AIM OF THE EXERCISE =
Give a faithful, exact copy of all entries, minus the images.

■ ■ ■ ■ ■ ■ ■

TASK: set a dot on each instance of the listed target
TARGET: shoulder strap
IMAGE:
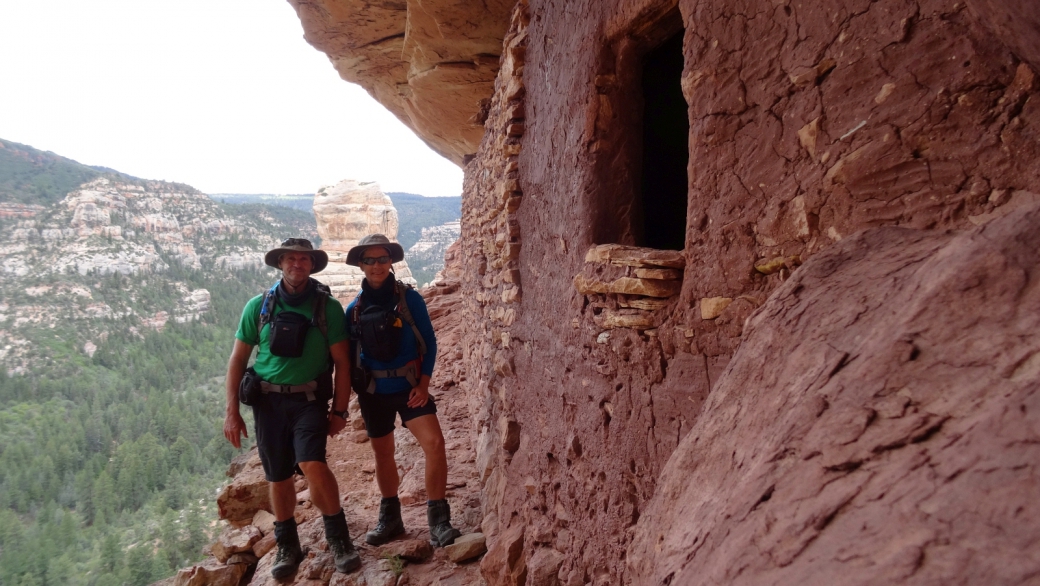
(406, 314)
(266, 307)
(321, 294)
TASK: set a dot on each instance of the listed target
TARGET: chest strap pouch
(409, 371)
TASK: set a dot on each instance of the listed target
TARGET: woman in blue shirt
(401, 386)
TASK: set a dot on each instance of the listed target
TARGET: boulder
(210, 572)
(234, 540)
(345, 212)
(247, 494)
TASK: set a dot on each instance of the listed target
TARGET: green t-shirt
(315, 358)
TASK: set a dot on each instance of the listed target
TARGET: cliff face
(63, 262)
(591, 371)
(431, 62)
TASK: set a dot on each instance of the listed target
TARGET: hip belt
(308, 387)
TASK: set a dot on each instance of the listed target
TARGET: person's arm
(417, 306)
(234, 426)
(341, 384)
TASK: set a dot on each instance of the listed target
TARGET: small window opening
(666, 148)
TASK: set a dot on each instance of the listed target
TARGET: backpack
(379, 329)
(321, 294)
(250, 388)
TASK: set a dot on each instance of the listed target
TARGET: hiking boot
(289, 553)
(390, 524)
(439, 516)
(340, 544)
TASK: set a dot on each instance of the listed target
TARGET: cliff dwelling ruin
(748, 290)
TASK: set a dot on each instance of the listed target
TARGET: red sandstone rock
(210, 572)
(807, 124)
(247, 494)
(430, 62)
(894, 436)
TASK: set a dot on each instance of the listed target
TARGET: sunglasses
(296, 243)
(369, 260)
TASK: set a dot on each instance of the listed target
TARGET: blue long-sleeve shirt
(409, 347)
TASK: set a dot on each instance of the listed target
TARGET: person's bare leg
(325, 489)
(386, 465)
(283, 498)
(426, 430)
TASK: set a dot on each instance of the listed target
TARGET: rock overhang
(431, 62)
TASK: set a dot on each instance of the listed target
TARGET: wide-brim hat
(395, 250)
(319, 257)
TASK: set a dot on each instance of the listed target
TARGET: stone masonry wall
(807, 124)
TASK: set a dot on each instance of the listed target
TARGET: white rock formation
(345, 212)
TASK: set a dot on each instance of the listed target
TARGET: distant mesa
(345, 212)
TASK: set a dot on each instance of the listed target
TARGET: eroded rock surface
(880, 423)
(431, 62)
(346, 212)
(807, 124)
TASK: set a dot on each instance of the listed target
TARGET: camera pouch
(249, 388)
(361, 378)
(381, 331)
(287, 334)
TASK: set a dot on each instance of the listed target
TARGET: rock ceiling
(431, 62)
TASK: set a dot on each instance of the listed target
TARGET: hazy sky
(223, 95)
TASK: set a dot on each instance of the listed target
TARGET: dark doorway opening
(666, 148)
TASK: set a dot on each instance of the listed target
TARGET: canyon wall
(431, 62)
(590, 359)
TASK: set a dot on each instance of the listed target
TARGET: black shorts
(289, 429)
(380, 411)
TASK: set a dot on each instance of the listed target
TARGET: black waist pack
(249, 388)
(380, 329)
(288, 332)
(361, 378)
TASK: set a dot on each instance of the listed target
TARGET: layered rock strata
(895, 441)
(806, 125)
(345, 212)
(431, 62)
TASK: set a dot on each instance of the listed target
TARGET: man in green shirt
(291, 414)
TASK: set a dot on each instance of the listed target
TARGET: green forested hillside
(118, 310)
(36, 177)
(414, 211)
(109, 465)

■ ■ ■ ■ ■ ■ ■

EXPECTED ANSWER =
TASK: set a dot on each instance of the listed target
TARGET: shoulder strap
IMAGE:
(406, 314)
(266, 307)
(321, 294)
TASK: set a dot on each instance of the listed target
TARGET: chest strap pouch
(409, 371)
TASK: set a dot on each instance of the listed target
TARGET: woman in blue shirt
(401, 386)
TASK: set a dot on each instance of the listed target
TARGET: boulder
(210, 572)
(234, 540)
(345, 212)
(247, 494)
TASK: set a dot on each instance of the listed target
TARGET: green t-shirt
(315, 358)
TASK: set a dot on each instance of the listed target
TARGET: cliff face
(63, 262)
(591, 371)
(431, 62)
TASK: set a dot on each instance of the listed target
TARGET: hip belt
(308, 387)
TASK: set a dot on each instance of the listed target
TARGET: person's arm
(417, 306)
(234, 426)
(341, 384)
TASK: set a dot on each instance of the listed target
TARGET: small window opening
(666, 148)
TASK: set a dot on each instance of the listed target
TARGET: backpack
(379, 329)
(321, 294)
(250, 388)
TASK: set a dot on each instance of the listed target
TARGET: hiking boot
(289, 553)
(390, 524)
(439, 516)
(340, 544)
TASK: set a dot on each instance of the listed target
TARGET: cliff dwelling ruin
(748, 290)
TASK: set a dot on each instance of the listed target
TARGET: red sandstone rock
(210, 572)
(807, 124)
(247, 494)
(430, 62)
(894, 436)
TASK: set a dot on each instance of the listed target
TARGET: sunglasses
(296, 243)
(369, 260)
TASK: set a dot on each instance of the listed target
TARGET: blue long-sleeve shirt
(409, 347)
TASK: set a dot on each instance of the listed target
TARGET: person's bare leg
(325, 489)
(386, 465)
(283, 498)
(426, 430)
TASK: set a dot on each instance of the listed target
TARGET: rock overhang
(431, 62)
TASK: set a dot on each instance of the listed target
TARGET: wide-brim hat
(395, 250)
(319, 257)
TASK: set a dot on each instance of the listed target
TARGET: stone masonry wall
(807, 124)
TASK: set a dot on each instance of the listed target
TARGET: white rock formation
(345, 212)
TASK: set a dot on each instance of the listed target
TARGET: distant mesa
(345, 212)
TASK: set a dot on each instance of the listed target
TARGET: eroded rock surface
(880, 423)
(431, 62)
(346, 212)
(807, 124)
TASK: set a dot on each instance of the listed target
TARGET: camera pouch
(249, 388)
(361, 378)
(381, 331)
(287, 334)
TASK: set a dot on each instance of the listed target
TARGET: rock ceiling
(431, 62)
TASK: set a dot on each instance of the listed target
TARGET: hazy sky
(223, 95)
TASK: set a dot on each instance of the listed target
TARGET: dark doorway opening
(666, 148)
TASK: set a dot on each instance of the listed target
TARGET: canyon wall
(431, 62)
(590, 359)
TASK: set a dot on each instance of the listed target
TARGET: black shorts
(289, 429)
(380, 411)
TASK: set a dot on each instance of the listed target
TARGET: black waist pack
(249, 388)
(380, 329)
(288, 332)
(361, 378)
TASK: set a dot on each instance of the listed target
TARGET: layered rock strata
(895, 441)
(806, 125)
(345, 212)
(431, 62)
TASK: set a dot on each instance of the listed target
TARGET: man in green shirt
(291, 414)
TASK: set a dot on each instance of the listed target
TARGET: green forested hillside
(118, 310)
(36, 177)
(414, 211)
(109, 465)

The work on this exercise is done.